### Your instructions
Return all of the data exactly as written, without the pictures.

### Extracted records
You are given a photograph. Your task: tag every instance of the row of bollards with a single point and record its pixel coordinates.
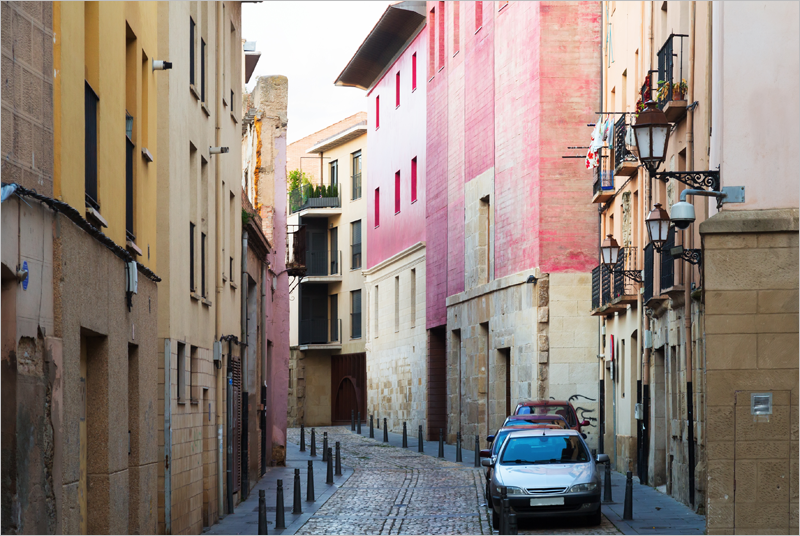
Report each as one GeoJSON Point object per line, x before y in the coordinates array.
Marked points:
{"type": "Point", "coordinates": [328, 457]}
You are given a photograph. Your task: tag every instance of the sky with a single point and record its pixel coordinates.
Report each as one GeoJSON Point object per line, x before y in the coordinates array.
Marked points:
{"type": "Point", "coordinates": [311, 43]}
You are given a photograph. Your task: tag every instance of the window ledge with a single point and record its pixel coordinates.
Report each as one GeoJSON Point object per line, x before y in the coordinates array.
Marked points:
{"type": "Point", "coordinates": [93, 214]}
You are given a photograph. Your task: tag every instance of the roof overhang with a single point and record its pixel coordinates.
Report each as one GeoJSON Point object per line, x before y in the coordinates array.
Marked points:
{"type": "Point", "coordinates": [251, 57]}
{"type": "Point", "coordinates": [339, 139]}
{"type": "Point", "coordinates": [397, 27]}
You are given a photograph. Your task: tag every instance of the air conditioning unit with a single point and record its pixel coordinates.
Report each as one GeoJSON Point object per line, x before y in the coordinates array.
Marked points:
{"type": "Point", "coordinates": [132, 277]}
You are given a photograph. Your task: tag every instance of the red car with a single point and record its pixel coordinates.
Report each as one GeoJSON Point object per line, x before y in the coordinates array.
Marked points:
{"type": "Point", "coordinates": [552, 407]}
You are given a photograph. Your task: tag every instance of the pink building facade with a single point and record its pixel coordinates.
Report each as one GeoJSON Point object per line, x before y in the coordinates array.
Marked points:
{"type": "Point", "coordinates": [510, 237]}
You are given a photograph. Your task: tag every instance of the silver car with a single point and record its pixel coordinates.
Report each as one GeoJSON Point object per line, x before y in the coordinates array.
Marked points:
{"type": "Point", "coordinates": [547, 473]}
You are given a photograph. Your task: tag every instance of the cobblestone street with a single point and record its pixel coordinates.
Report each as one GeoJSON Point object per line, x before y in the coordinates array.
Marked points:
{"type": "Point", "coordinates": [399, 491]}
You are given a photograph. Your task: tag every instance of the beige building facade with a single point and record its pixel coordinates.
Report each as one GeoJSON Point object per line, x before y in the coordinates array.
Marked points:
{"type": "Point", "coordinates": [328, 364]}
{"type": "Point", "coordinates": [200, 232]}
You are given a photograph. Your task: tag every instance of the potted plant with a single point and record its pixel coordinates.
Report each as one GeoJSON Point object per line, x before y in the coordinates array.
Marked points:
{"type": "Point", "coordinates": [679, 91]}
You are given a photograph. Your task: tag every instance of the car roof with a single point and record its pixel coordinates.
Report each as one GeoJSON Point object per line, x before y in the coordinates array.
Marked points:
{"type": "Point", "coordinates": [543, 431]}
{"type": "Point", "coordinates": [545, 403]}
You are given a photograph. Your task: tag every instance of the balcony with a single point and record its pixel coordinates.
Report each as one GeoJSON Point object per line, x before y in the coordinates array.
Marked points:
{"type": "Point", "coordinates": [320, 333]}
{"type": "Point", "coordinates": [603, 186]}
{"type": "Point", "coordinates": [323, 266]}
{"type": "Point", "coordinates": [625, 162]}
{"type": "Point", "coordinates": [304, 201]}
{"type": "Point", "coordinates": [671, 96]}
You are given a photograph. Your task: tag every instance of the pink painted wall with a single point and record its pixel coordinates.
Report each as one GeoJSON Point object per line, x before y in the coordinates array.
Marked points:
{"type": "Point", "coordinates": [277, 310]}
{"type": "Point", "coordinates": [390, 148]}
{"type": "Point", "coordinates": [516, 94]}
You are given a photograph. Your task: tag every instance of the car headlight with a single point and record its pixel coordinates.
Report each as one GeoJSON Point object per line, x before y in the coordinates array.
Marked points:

### Solution below
You are given a photograph. Your task: tag every instance of the row of bollards with a single point and record its pixel coordinates.
Report each as one GeoJSON Point object per line, x before y in the coordinates array.
Marked points:
{"type": "Point", "coordinates": [328, 457]}
You are given a photograph. Your task: tag every instance of the sky with a single point and record its pixel coordinates.
Report each as one GeoJSON Point object per line, x before y in the coordinates array.
Marked points:
{"type": "Point", "coordinates": [311, 43]}
You are given a photograph. Your task: tag every instance of the window ledge with a single point and record its pixel coordinates.
Report each as one GeoJSON Point object per line, x before y in the coordinates array.
Marked points:
{"type": "Point", "coordinates": [93, 214]}
You are given a photograph. Your task: tag every instance of the roof overhang with a single point and record its pixel coordinates.
Report each as one GeoJSON Point object per line, x before y in the coordinates array.
Marked points:
{"type": "Point", "coordinates": [251, 57]}
{"type": "Point", "coordinates": [339, 139]}
{"type": "Point", "coordinates": [397, 27]}
You are given a photograph. Your task: tag every instance of the air conditioning unit with a single point and record its pixel coordinates.
Report each as one GeoJSON Point object per line, x before y in the coordinates array.
Marked points:
{"type": "Point", "coordinates": [132, 277]}
You are given a photograph. Your task: tag every instance of the red car with a single point and record its pixel coordinates.
Report each as one GeoJSON Point object per line, x before y in the coordinates array.
Marked points:
{"type": "Point", "coordinates": [552, 407]}
You are given a photograph. Your task: tag every instance of the pink building facade with a single point and record its pixel coordinates.
Report each as one GeoJSON Point object per line, x before y in the coordinates array.
Marked points:
{"type": "Point", "coordinates": [510, 237]}
You are given a photograph. Your task: tag every instance of the silver car with a single point and record its pixel coordinates.
Report each as one GeoJSON Point object per line, x before y in the coordinates array.
Marked points:
{"type": "Point", "coordinates": [547, 473]}
You are given a photograph. Your task: tag every instance of the cobblestone street with a single point and record its pixel coordinates.
Report each as one GeoJSON Point object per line, x before y in the coordinates array.
Marked points:
{"type": "Point", "coordinates": [399, 491]}
You are given a photograph. Your task: tag every instance of the beige building facade with a single point and record its pixel coordinates.
Report each as one GeoJSON Point object per line, x before y in the coordinates array.
Marked points:
{"type": "Point", "coordinates": [328, 364]}
{"type": "Point", "coordinates": [200, 232]}
You are given a photograph. Your task: tag every instance of the potted plant with a single point and record its pixel coordinates.
Report each as one GeoJSON Point object per line, x before y in the coordinates array.
Marked points:
{"type": "Point", "coordinates": [679, 91]}
You are given a photograph. Your task: tag every instance of the car roof with a single point and record its pixel coordinates.
Report each as one GeoJSON Point object per line, x before y in the coordinates array.
Marked points:
{"type": "Point", "coordinates": [543, 431]}
{"type": "Point", "coordinates": [545, 403]}
You are given a photograph. Your task: tag every instance of the balcony with a single point and record its pixel coordinates.
Report each as one GeoJSON Point object per line, x before y in the coordinates array.
Marked points:
{"type": "Point", "coordinates": [320, 333]}
{"type": "Point", "coordinates": [603, 186]}
{"type": "Point", "coordinates": [323, 266]}
{"type": "Point", "coordinates": [625, 162]}
{"type": "Point", "coordinates": [304, 201]}
{"type": "Point", "coordinates": [671, 96]}
You are given a photograph. Your task: tag every instance of the pink painted wall with a single point and record its pixel coordinates.
Report each as one GeoJSON Point object per line, x before y in the coordinates array.
Marked points:
{"type": "Point", "coordinates": [277, 310]}
{"type": "Point", "coordinates": [390, 148]}
{"type": "Point", "coordinates": [516, 94]}
You are given a photograph. Your task: tag every instance of the car headlight with a single point and record its pixel coordinates.
Report each as one GeoJSON Point object per line, x before y in the coordinates array.
Marked points:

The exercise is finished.